Image object location entries:
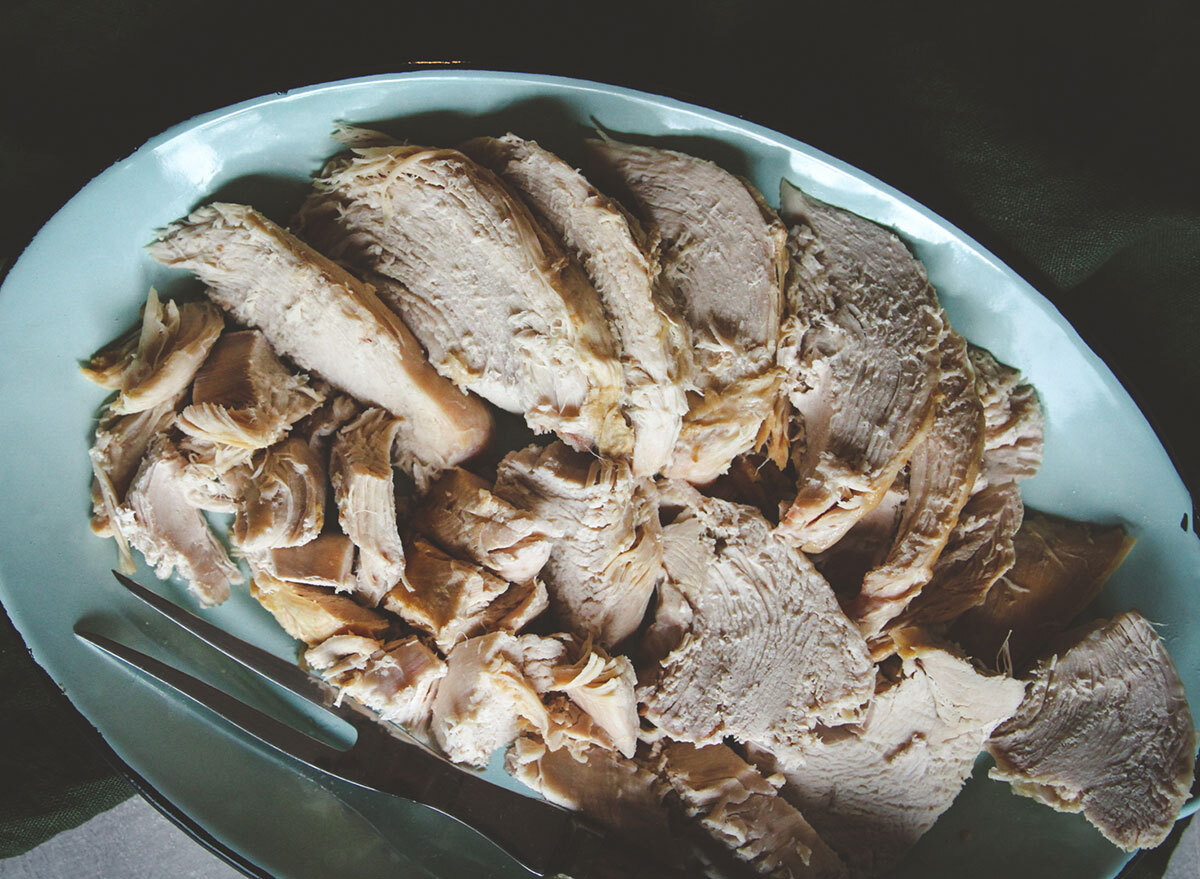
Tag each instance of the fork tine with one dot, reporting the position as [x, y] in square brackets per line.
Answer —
[280, 671]
[249, 719]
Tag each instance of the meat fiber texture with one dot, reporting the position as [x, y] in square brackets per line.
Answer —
[753, 643]
[742, 812]
[495, 689]
[1105, 730]
[244, 396]
[312, 614]
[453, 599]
[979, 551]
[724, 257]
[871, 791]
[396, 680]
[941, 473]
[327, 321]
[615, 791]
[1015, 430]
[159, 521]
[115, 455]
[1059, 568]
[981, 548]
[159, 362]
[864, 364]
[360, 470]
[463, 516]
[622, 264]
[603, 570]
[280, 498]
[495, 300]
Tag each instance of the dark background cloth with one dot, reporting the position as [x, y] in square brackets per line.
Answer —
[1059, 135]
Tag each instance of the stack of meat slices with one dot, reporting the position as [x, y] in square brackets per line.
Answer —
[765, 589]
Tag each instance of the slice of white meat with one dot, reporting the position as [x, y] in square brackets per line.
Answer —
[615, 791]
[498, 306]
[159, 363]
[603, 570]
[502, 685]
[754, 644]
[744, 813]
[244, 396]
[941, 474]
[396, 680]
[312, 614]
[280, 497]
[612, 249]
[1059, 567]
[1105, 730]
[115, 454]
[873, 790]
[159, 521]
[485, 700]
[460, 513]
[724, 257]
[1015, 425]
[454, 601]
[328, 560]
[863, 366]
[600, 685]
[213, 477]
[364, 486]
[979, 551]
[327, 321]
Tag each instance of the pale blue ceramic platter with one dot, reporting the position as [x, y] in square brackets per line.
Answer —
[84, 276]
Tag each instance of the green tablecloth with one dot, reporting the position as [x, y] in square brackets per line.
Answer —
[1060, 136]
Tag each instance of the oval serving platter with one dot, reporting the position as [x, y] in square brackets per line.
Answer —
[85, 274]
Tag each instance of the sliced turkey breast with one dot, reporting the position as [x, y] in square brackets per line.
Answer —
[454, 601]
[979, 551]
[601, 573]
[612, 790]
[115, 454]
[244, 396]
[214, 473]
[864, 365]
[1105, 730]
[600, 685]
[1059, 568]
[1015, 425]
[501, 685]
[327, 321]
[754, 644]
[873, 790]
[493, 299]
[743, 812]
[460, 513]
[160, 362]
[724, 257]
[360, 470]
[485, 700]
[281, 498]
[653, 341]
[312, 614]
[941, 473]
[159, 521]
[396, 680]
[328, 560]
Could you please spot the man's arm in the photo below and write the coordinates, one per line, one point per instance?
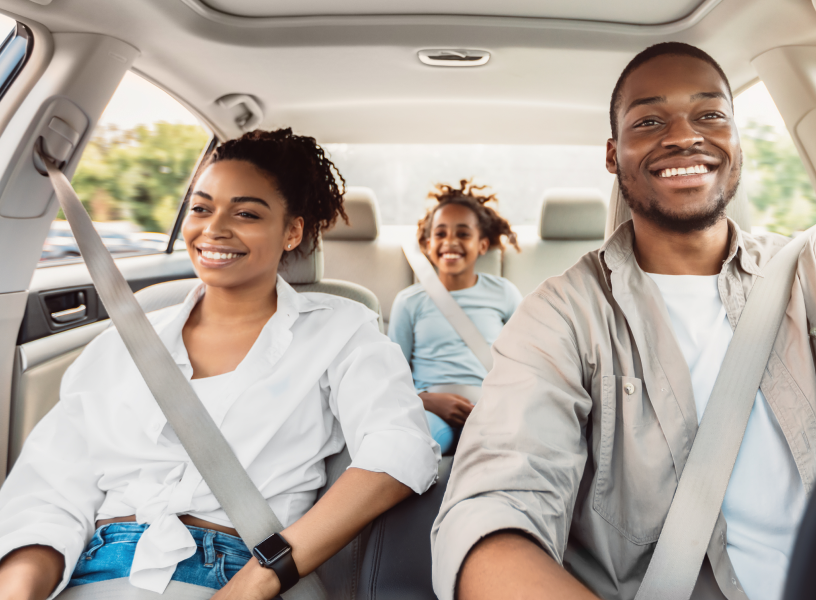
(523, 449)
(509, 565)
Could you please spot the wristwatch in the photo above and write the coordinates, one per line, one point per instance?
(275, 553)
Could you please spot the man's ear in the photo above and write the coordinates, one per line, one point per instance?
(612, 156)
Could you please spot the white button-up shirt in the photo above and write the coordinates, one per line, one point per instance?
(319, 375)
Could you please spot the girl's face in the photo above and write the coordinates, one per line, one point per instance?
(237, 228)
(455, 241)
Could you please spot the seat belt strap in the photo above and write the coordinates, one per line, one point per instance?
(447, 304)
(685, 537)
(210, 452)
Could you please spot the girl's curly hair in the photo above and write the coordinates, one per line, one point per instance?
(491, 225)
(305, 177)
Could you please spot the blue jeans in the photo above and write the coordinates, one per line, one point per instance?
(109, 554)
(442, 433)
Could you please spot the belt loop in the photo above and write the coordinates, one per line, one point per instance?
(209, 548)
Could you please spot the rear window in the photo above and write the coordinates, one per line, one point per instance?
(401, 175)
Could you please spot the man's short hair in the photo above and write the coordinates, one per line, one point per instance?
(663, 49)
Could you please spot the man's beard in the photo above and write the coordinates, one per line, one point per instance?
(649, 208)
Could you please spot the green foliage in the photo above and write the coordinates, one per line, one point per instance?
(138, 174)
(777, 183)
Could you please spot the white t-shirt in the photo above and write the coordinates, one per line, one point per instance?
(765, 498)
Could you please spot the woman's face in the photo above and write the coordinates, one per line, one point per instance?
(455, 241)
(237, 228)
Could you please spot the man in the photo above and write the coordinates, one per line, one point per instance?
(568, 465)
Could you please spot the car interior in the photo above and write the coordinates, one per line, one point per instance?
(516, 73)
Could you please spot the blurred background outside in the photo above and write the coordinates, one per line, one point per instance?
(134, 172)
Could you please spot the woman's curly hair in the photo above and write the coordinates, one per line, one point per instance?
(305, 177)
(491, 225)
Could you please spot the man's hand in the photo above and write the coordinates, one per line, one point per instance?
(30, 573)
(252, 582)
(509, 565)
(453, 409)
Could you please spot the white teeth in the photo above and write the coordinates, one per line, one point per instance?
(672, 172)
(218, 255)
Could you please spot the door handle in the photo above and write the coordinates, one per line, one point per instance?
(69, 316)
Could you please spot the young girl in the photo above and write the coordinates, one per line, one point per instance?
(103, 488)
(453, 234)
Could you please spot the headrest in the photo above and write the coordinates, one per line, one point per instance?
(619, 212)
(299, 269)
(364, 217)
(573, 214)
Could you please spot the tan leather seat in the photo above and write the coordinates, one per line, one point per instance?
(571, 224)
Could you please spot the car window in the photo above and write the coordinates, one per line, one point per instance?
(15, 45)
(133, 173)
(401, 175)
(779, 189)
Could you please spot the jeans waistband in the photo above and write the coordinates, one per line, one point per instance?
(131, 532)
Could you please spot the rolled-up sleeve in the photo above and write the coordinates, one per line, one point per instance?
(523, 449)
(383, 421)
(50, 498)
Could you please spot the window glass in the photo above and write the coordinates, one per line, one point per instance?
(7, 25)
(401, 175)
(781, 195)
(133, 173)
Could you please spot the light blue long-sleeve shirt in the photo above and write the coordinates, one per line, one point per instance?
(434, 350)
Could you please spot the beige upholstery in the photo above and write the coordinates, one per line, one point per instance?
(364, 218)
(738, 209)
(572, 214)
(571, 224)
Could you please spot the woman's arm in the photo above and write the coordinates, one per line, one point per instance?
(30, 573)
(356, 499)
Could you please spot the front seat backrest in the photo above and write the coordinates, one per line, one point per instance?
(571, 224)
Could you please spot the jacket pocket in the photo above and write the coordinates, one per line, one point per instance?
(635, 480)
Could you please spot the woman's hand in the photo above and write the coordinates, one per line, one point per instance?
(453, 409)
(252, 582)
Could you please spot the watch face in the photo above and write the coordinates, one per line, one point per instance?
(272, 548)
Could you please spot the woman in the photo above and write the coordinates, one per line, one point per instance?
(454, 233)
(284, 375)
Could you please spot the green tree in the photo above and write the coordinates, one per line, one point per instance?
(138, 174)
(777, 184)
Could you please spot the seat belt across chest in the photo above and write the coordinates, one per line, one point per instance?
(681, 548)
(447, 304)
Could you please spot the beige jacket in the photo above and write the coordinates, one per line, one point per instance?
(555, 448)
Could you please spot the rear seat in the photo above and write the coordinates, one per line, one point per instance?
(571, 223)
(370, 254)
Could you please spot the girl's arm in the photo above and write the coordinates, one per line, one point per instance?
(356, 499)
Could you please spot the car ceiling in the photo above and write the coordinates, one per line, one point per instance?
(349, 72)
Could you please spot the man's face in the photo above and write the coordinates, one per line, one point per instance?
(677, 155)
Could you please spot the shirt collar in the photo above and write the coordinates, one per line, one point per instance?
(290, 305)
(620, 245)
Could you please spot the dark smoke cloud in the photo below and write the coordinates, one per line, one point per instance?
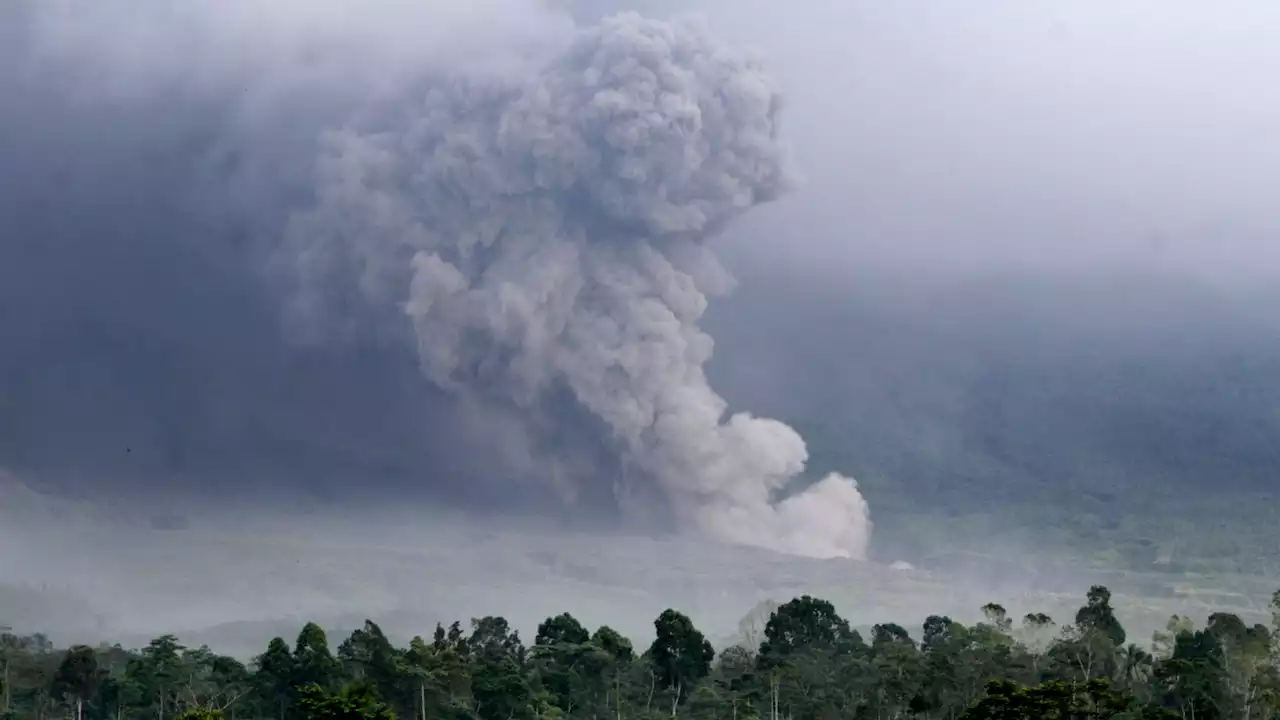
(522, 203)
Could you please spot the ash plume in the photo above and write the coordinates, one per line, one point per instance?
(531, 224)
(548, 233)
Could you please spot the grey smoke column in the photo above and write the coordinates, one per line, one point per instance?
(547, 233)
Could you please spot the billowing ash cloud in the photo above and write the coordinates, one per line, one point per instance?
(547, 235)
(519, 205)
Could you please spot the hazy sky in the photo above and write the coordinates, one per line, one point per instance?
(947, 137)
(147, 149)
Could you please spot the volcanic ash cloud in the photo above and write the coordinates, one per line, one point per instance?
(545, 235)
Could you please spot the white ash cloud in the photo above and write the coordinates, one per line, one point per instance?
(547, 232)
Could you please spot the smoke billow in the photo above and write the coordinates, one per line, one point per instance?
(549, 232)
(538, 233)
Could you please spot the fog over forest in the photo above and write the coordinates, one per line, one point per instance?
(328, 310)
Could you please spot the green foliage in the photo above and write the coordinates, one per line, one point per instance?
(808, 665)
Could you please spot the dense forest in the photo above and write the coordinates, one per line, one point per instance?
(799, 660)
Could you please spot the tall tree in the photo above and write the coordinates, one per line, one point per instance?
(680, 655)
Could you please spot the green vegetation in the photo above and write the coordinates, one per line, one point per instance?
(799, 660)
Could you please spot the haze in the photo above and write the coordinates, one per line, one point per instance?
(1022, 290)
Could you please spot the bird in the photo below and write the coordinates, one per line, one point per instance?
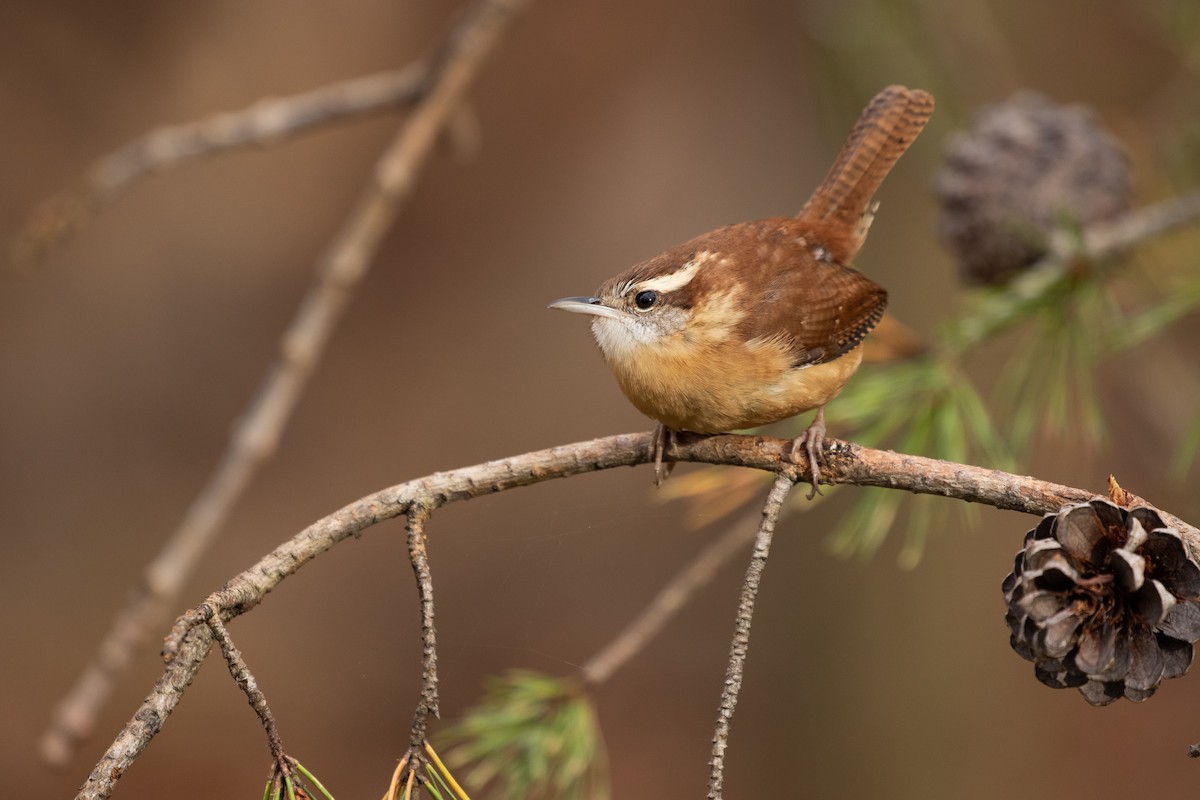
(757, 322)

_TO BE DONE:_ Rewrite everything from the line containing "Could you please spot the hazy" down to the line containing "(1022, 290)", swapping "write the coordinates" for "give the coordinates" and keeping all else the same.

_RIGHT ANSWER:_
Could you please spot the hazy sky in the photo above and give the coordinates, one per line, one point per instance?
(947, 137)
(147, 149)
Could you please spot the volcanic ash cloud in the photo above and give the coordinates, one per line, one point per instance?
(545, 235)
Could you please spot the white ash cloud in the photo above and give the coordinates, one per line, one point per instance?
(547, 232)
Could you please spot the smoke billow in the photo above and give the coordinates, one per line, one point per instance?
(549, 232)
(538, 233)
Could you please spot the fog over forest in the photo above and give the coordinates, one per line, one point per instance?
(328, 310)
Could you please spot the green foliage in the photo above and give the coordinates, one per line, one point per instance?
(808, 665)
Could you please spot the dense forest in the photo above and give the coordinates, one per line, one point per instance?
(799, 660)
Could you please spot the tall tree in the photo above and give the coordinates, one per line, one point per instance?
(680, 655)
Could you please spot the green vegetation in the photo above and give the coordinates, one per line, one point per instance?
(799, 660)
Could you please spot the haze in the photo above and give the coordinates, one per line, one point per instance?
(1022, 290)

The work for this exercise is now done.